Work instructions:
All lines holding the word "then" are to be copied from the records beneath.

(Records shown begins)

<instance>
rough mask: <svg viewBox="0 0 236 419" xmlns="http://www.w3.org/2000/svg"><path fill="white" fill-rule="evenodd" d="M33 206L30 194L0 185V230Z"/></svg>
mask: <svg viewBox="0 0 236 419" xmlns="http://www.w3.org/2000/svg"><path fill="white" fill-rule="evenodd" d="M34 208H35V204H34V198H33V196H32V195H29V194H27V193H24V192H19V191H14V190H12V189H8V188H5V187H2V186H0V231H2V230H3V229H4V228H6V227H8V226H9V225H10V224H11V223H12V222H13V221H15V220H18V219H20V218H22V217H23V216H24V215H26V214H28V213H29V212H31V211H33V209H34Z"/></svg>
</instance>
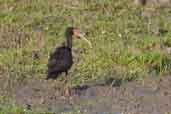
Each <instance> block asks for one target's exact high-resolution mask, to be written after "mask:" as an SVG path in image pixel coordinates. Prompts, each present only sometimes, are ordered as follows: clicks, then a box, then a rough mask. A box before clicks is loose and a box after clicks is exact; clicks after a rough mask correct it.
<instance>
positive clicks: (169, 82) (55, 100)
mask: <svg viewBox="0 0 171 114" xmlns="http://www.w3.org/2000/svg"><path fill="white" fill-rule="evenodd" d="M170 82H171V76H164V77H161V78H158V77H151V76H149V77H146V78H145V79H144V80H143V81H131V82H128V83H124V84H121V86H114V87H111V86H107V85H103V84H99V85H98V84H97V85H95V84H94V85H92V86H91V85H89V84H88V85H83V86H80V87H75V88H73V89H72V90H71V96H70V97H64V96H63V94H62V93H63V88H64V85H62V84H59V82H57V81H56V82H55V81H46V80H33V79H30V80H27V81H23V82H22V83H21V84H16V85H15V86H14V88H13V89H12V94H13V97H14V98H15V100H16V103H17V104H18V105H20V106H24V107H26V108H28V109H30V110H38V109H41V111H47V110H48V111H51V112H54V113H59V112H68V111H72V110H74V109H80V110H81V111H82V113H85V114H97V113H98V114H102V113H112V114H120V113H122V112H125V113H134V114H163V113H166V112H171V83H170Z"/></svg>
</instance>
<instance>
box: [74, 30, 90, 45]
mask: <svg viewBox="0 0 171 114" xmlns="http://www.w3.org/2000/svg"><path fill="white" fill-rule="evenodd" d="M73 35H74V36H76V37H77V38H79V39H83V40H84V41H85V42H87V43H88V45H89V46H90V48H92V45H91V42H90V41H89V40H87V39H86V38H85V37H84V34H83V33H81V31H80V29H78V28H74V29H73Z"/></svg>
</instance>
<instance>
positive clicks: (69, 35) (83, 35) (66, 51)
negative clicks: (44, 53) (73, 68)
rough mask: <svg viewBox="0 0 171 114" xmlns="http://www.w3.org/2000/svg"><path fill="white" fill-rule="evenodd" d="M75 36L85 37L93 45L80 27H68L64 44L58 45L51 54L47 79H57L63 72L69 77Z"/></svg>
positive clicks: (90, 46) (65, 78)
mask: <svg viewBox="0 0 171 114" xmlns="http://www.w3.org/2000/svg"><path fill="white" fill-rule="evenodd" d="M74 36H75V38H80V39H83V40H84V41H86V42H87V43H88V44H89V45H90V47H91V43H90V42H89V41H88V40H87V39H86V38H85V37H84V35H83V34H81V32H80V30H79V29H78V28H75V27H68V28H67V29H66V31H65V37H66V40H65V42H64V44H63V45H62V46H60V47H57V48H56V49H55V51H54V52H53V53H52V54H51V55H50V58H49V61H48V72H47V73H48V74H47V79H56V78H57V77H58V76H59V75H60V74H61V73H63V72H64V73H65V75H66V77H65V79H67V77H68V76H67V75H68V70H69V69H70V68H71V66H72V64H73V57H72V40H73V38H74Z"/></svg>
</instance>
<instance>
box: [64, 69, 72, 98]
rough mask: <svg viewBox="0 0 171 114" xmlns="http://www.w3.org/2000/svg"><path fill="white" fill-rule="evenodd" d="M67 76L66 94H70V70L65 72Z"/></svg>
mask: <svg viewBox="0 0 171 114" xmlns="http://www.w3.org/2000/svg"><path fill="white" fill-rule="evenodd" d="M65 78H66V88H65V95H66V96H70V93H71V92H70V87H69V83H68V81H69V76H68V71H66V72H65Z"/></svg>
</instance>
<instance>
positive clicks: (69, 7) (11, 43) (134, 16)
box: [0, 0, 171, 85]
mask: <svg viewBox="0 0 171 114" xmlns="http://www.w3.org/2000/svg"><path fill="white" fill-rule="evenodd" d="M0 10H1V12H0V41H1V42H0V67H1V68H2V71H1V72H2V75H3V76H4V77H6V76H8V77H10V78H12V79H25V78H34V77H40V78H45V76H46V70H47V67H46V64H47V60H48V55H49V53H50V52H51V51H52V50H53V49H54V48H55V45H56V44H60V42H61V41H62V40H63V34H64V30H65V28H66V27H67V26H71V25H73V26H77V27H80V28H81V29H82V30H83V31H84V32H86V33H87V36H86V37H87V39H89V40H90V41H91V42H92V44H93V49H90V48H89V47H88V46H87V45H86V44H85V43H84V42H82V41H79V40H78V41H76V40H75V41H74V46H73V48H74V50H76V51H77V52H78V53H76V54H75V60H77V61H76V62H75V64H74V66H73V67H72V69H71V70H70V75H71V77H72V78H71V79H72V81H71V82H72V85H78V84H80V83H85V82H86V81H89V80H103V79H106V77H117V78H120V79H122V80H129V79H132V78H133V79H136V78H139V77H143V76H146V75H151V74H152V75H157V76H163V75H166V74H170V72H171V59H170V58H171V57H170V56H171V55H170V54H168V53H167V52H166V49H167V48H169V47H170V46H171V34H170V33H163V34H162V33H161V34H160V35H156V34H155V31H156V30H157V28H160V29H166V30H168V31H171V21H170V18H171V13H170V11H171V10H170V9H169V8H163V7H158V6H157V7H150V6H149V7H135V6H134V5H133V3H132V2H128V1H127V0H122V1H120V0H115V1H111V0H94V1H88V0H84V1H73V2H72V3H71V1H67V0H29V1H27V0H0ZM142 12H148V13H149V14H150V13H151V14H154V15H153V16H141V13H142ZM37 29H41V30H42V31H43V35H44V38H45V39H44V40H45V45H44V47H43V48H42V49H41V50H40V55H41V56H40V58H39V59H37V60H34V59H33V57H32V53H33V51H34V50H35V49H37V46H36V38H37V37H36V36H37V35H36V34H37ZM81 50H85V51H84V53H81Z"/></svg>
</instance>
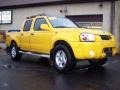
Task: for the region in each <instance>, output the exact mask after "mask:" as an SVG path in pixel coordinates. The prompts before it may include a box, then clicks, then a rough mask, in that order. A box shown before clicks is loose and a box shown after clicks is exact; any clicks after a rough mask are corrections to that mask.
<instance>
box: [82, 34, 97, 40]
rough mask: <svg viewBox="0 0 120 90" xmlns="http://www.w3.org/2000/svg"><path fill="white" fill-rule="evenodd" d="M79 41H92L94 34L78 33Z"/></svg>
mask: <svg viewBox="0 0 120 90" xmlns="http://www.w3.org/2000/svg"><path fill="white" fill-rule="evenodd" d="M80 41H82V42H94V41H95V36H94V34H90V33H82V34H80Z"/></svg>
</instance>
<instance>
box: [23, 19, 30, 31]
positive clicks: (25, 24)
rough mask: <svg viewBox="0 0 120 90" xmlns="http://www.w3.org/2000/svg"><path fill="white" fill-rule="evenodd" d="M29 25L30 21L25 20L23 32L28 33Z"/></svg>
mask: <svg viewBox="0 0 120 90" xmlns="http://www.w3.org/2000/svg"><path fill="white" fill-rule="evenodd" d="M31 24H32V20H27V21H26V22H25V24H24V29H23V31H30V27H31Z"/></svg>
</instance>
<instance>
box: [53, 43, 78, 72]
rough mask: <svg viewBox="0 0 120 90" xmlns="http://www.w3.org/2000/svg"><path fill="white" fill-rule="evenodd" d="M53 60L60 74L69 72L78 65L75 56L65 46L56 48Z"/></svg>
mask: <svg viewBox="0 0 120 90" xmlns="http://www.w3.org/2000/svg"><path fill="white" fill-rule="evenodd" d="M53 60H54V61H53V62H54V67H55V69H56V70H57V71H58V72H68V71H70V70H72V69H73V68H74V67H75V65H76V61H75V59H74V56H73V54H72V53H71V52H70V50H69V49H68V47H67V46H65V45H57V46H56V47H55V48H54V52H53Z"/></svg>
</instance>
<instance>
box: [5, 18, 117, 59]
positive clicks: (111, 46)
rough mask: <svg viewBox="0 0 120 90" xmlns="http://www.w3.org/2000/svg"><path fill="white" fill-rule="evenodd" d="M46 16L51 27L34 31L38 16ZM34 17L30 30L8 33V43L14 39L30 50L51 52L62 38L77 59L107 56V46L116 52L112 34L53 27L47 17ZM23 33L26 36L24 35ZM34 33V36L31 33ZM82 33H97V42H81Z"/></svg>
mask: <svg viewBox="0 0 120 90" xmlns="http://www.w3.org/2000/svg"><path fill="white" fill-rule="evenodd" d="M41 17H42V18H45V20H46V21H47V23H48V25H49V27H50V29H49V30H46V31H34V28H33V27H34V23H35V19H36V18H41ZM36 18H34V19H33V23H32V25H31V29H30V32H27V33H25V32H23V31H22V30H21V31H20V32H16V33H8V36H9V37H7V39H6V44H7V46H10V44H11V41H12V40H14V41H15V42H16V43H17V45H18V46H19V47H20V48H21V49H23V50H28V51H34V52H37V53H46V54H50V50H52V49H53V48H54V44H55V42H57V41H58V40H62V41H65V42H67V43H68V44H69V45H70V47H71V48H72V51H73V53H74V56H75V58H76V59H77V60H86V59H101V58H105V56H106V54H105V52H104V50H105V48H112V52H113V55H115V54H116V52H117V50H116V47H117V45H116V41H115V38H114V36H113V35H112V34H110V33H109V32H104V31H100V30H95V29H94V30H88V29H83V28H53V27H52V25H51V23H50V22H49V20H48V19H47V17H45V16H39V17H36ZM21 33H23V34H24V35H25V36H24V37H22V36H21ZM32 33H33V34H34V35H33V36H32V35H31V34H32ZM81 33H91V34H94V35H95V42H81V41H80V37H79V36H80V34H81ZM100 35H110V36H111V39H110V40H102V39H101V38H100Z"/></svg>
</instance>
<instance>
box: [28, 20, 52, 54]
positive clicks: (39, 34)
mask: <svg viewBox="0 0 120 90" xmlns="http://www.w3.org/2000/svg"><path fill="white" fill-rule="evenodd" d="M41 24H47V21H46V20H45V18H37V19H36V20H35V24H34V27H33V33H32V34H31V36H30V43H31V50H32V51H35V52H38V53H49V52H50V46H51V38H52V32H51V31H49V30H42V29H41V28H40V27H41Z"/></svg>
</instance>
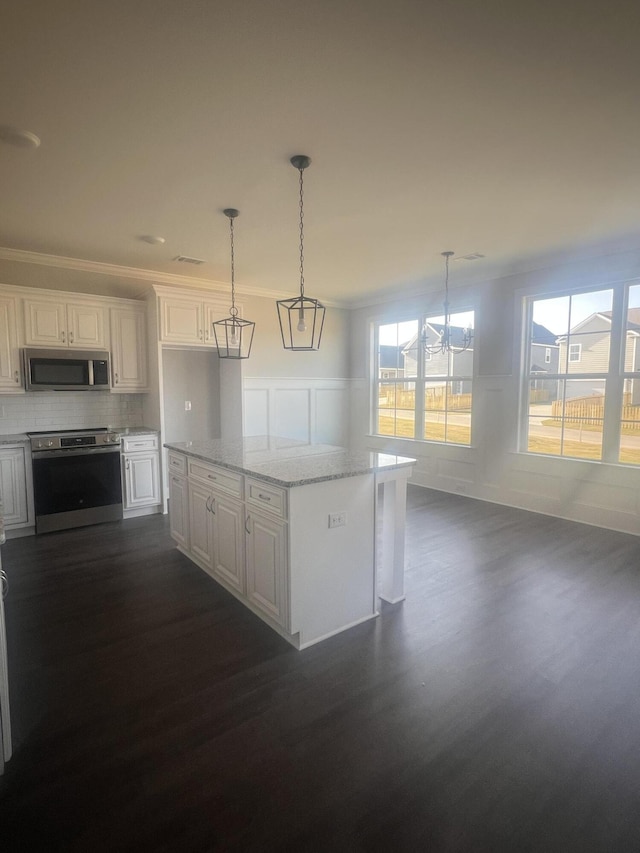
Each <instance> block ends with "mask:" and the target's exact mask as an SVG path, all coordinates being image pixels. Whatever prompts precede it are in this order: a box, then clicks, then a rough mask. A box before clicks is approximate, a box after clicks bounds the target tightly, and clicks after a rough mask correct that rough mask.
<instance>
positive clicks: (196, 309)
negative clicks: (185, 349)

(Records shown ends)

Task answer:
Each <instance> block asks for one target's exact high-resolution mask, to be written after "mask:" as an SVG path in image pixel coordinates. Prompts, each present only sometimes, are ordered as follows: clicks, then a box, then a rough mask. A box before clicks is loose and a box after clicks is exact; clicks after a rough mask correct it.
Task: for the region in each <instance>, output the exact mask after "mask:" as an SVG path in pixel coordinates. The prompts before it may include a box, then clicks, then a rough mask, in that order. A box shown before clicks is loose and a box shown after clicks is exact; any clicks after a rough mask are corrections to that mask.
Each <instance> block ends with "mask:" and the target's exact mask as an SVG path, all coordinates being image pixels. Whatever prompts precede it are in this order: a box, then clicks, then a rough mask. A box before clicks is approximate, a box after clicks bounds the target tightly, and clicks after a rough mask correct that rough mask.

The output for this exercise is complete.